● Brano proposto
%%

All’amore come eros si contrappone l’agape. La carità, o pietà, è un amore puro in cui l’elemento egoistico è assente. Si partecipa ai dolori dell’altro e ci si sacrifica in maniera disinteressata. Anche in questa forma di amore, è forte la vocazione metafisica: l’amore come pietà «riconosce la propria essenza in ogni creatura umana, […] identifica la propria sorte con quella dell’umanità in generale» (ivi). Schopenhauer aggiunge: «si tratta di una sorte dura, quella della pena, del dolore e della morte» (ivi). L’amore come pietà è una via di liberazione dal dolore: più che un autentico riconoscimento dell’altro nella sua unicità e fragilità, l’agape schopenhaueriana è un abbraccio panico del dolore. Nella compassione si comprende la sofferenza di ogni essere vivente e in questo modo si ricolloca la propria nella giusta prospettiva. La pietà sembra quasi intrecciarsi con l’esercizio spirituale, presente già negli stoici, della visione dall’alto. Sentendo il dolore altrui, posso guardare il mio da un’angolatura più ampia e meno egoistica. Non sono il solo a soffrire, non esisto solo io; tutti soffriamo e abbiamo bisogno di aiuto. Alleviare il dolore degli altri contribuisce allora a lenire il mio; stare a contatto con la sofferenza altrui aiuta ad accettare la mia.
Eppure, non è questa la formulazione più bella di agape. Concordo con quanto osserva il filosofo francese André Comte-Sponville in un bel saggio sull’amore:
« La più bella formulazione è stata data, nel XX secolo, dal filosofo tedesco Adorno. È forse, sull’amore, la frase più sconvolgente che io conosca. In Minima Moralia, Adorno scrive questo: "Sarai amato quando potrai mostrare la tua debolezza senza che l’altro se ne serva per affermare la sua forza". Amore come carità? Questo è il nome che gli danno i cristiani. Gli amanti parleranno piuttosto di tenerezza, di dolcezza, di delicatezza, di gentilezza... Poco importa le parole. Ma quale felicità sarebbe possibile a due, senza questa dolcezza d’amare? Si tratta di proteggere la fragilità dell’altro, anche da sé » (A. Comte-Sponville, Le sexe ni la mort. Trois essai sur l’amour et la sexualité).
Sia nell’amore come eros sia nell’amore come agape, Schopenhauer non dà grande spazio alla singolarità, all’incontro di due anime, a quella che Alain Badiou ha chiamato, con una felice espressione, la “scena del due” (cfr. A. Badiou, Elogio dell’amore). Del resto, se ogni essere vivente è solo una manifestazione effimera di una volontà irrazionale, come potrebbe irrompere l’individuo nella sua unicità?

%%

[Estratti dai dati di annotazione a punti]
%%

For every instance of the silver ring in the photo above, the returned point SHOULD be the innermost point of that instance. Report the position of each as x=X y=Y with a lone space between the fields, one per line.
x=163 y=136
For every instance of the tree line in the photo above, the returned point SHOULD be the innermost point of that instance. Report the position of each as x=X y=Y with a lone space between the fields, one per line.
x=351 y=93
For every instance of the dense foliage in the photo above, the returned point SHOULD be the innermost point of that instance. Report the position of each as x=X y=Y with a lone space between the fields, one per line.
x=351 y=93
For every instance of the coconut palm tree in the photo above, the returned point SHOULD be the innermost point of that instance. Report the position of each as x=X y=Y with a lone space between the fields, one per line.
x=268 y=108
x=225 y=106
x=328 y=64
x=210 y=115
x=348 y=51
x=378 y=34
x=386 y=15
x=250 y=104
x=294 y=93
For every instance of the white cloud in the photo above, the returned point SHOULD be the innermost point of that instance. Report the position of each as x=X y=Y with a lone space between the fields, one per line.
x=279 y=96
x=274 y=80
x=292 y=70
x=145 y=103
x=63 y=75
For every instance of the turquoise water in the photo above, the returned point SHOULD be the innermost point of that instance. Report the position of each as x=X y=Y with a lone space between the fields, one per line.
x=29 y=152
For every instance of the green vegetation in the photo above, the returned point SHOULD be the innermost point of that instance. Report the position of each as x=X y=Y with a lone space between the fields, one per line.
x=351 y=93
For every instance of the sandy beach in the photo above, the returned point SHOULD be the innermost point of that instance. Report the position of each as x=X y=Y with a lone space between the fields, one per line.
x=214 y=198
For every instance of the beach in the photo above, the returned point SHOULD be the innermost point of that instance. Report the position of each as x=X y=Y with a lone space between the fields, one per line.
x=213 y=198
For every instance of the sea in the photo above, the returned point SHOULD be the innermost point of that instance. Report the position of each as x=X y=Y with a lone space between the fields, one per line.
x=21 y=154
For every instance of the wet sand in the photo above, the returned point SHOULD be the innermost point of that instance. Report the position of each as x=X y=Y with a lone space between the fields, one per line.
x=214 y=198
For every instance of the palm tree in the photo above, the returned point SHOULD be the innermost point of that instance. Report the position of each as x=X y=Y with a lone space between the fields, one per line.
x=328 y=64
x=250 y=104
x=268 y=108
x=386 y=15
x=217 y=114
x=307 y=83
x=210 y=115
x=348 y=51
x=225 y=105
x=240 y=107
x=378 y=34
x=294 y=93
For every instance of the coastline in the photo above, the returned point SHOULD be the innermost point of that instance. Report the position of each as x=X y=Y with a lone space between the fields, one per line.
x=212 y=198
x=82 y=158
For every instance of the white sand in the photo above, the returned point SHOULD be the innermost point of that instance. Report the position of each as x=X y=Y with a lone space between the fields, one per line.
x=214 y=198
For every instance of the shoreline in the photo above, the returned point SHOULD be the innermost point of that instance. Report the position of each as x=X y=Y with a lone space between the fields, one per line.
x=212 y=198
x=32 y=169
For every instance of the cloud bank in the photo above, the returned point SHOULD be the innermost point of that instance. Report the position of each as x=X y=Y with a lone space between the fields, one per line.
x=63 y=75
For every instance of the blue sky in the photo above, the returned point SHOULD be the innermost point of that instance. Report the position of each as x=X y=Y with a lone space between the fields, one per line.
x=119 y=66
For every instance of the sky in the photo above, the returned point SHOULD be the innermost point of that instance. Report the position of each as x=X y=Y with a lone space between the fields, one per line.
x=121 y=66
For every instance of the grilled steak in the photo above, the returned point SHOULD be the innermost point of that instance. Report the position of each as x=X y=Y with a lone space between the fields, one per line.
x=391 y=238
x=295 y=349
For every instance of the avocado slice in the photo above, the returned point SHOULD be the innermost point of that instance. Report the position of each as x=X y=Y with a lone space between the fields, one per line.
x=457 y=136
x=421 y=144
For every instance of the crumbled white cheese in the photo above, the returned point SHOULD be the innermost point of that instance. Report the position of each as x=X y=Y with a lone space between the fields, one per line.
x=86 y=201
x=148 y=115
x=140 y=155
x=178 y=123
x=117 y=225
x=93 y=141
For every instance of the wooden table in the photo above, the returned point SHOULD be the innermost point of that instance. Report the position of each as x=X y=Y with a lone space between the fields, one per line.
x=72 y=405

%%

● Compiti
**A)** Nel brano proposto, in quale opera Adorno scrive la frase sull'amore citata da Comte-Sponville?
**B)** Continua il brano proposto sull'amore in Schopenhauer, ripartendo dopo la sua ultima frase.

● Risposte ai compiti
**A)** In Minima Moralia.

**B)**
La riflessione sull’amore, e più in generale quella sulla dimensione affettiva, è condizionata in Schopenhauer dalla metafisica. La priorità dell’essenza sull’esistenza genera un cortocircuito. Da una parte si afferma che il corpo è la strada maestra per accedere al noumeno, dall’altra che tutto ciò che si prova e si sente – dolore, noia, amore, pietà, ecc. – sono pur sempre manifestazioni di una volontà universale e irrazionale. Ma l’affettivo non dovrebbe essere il luogo della singolarità? I sentimenti non esprimono la nostra unicità, non sono questi a definirci nel nostro essere più profondo?
Kierkegaard: amore estetico e amore etico
Di questi problemi è consapevole il filosofo danese Søren Kierkegaard, che con un ossimoro provocatorio pone il cuore del suo pensiero nella categoria del “Singolo”:
« Se io dovessi domandare un epitaffio per la mia tomba, non chiederei che: «Quel Singolo» – anche se ora questa categoria non è capita. Lo sarà in seguito. Con questa categoria, il «Singolo», quando qui tutto era sistema su sistema, io presi polemicamente di mira il sistema, e ora di sistema non si parla più. A questa categoria è legata assolutamente la mia importanza storica » (S. Kierkegaard, Diario 2194).
Come Schopenhauer, anche Kierkegaard si oppone a Hegel e alla filosofia intesa come “sistema”. Ma, a differenza del primo, compie un passo ulteriore: rinuncia a ogni pretesa metafisica. L’infinito o assoluto è recuperato all’interno della fede cristiana, in una dimensione religiosa fondata sull’intima relazione tra il Singolo e Dio. Kierkegaard non costruisce una cosmologia, né pretende di cogliere l’essenza ultima delle cose. La filosofia schopenhaueriana è pur sempre debitrice – come lo stesso pensatore ammette – nei confronti di Platone e di Kant. Si inserisce nel solco di una tradizione metafisica, che Schopenhauer recupera in chiave polemica antihegeliana.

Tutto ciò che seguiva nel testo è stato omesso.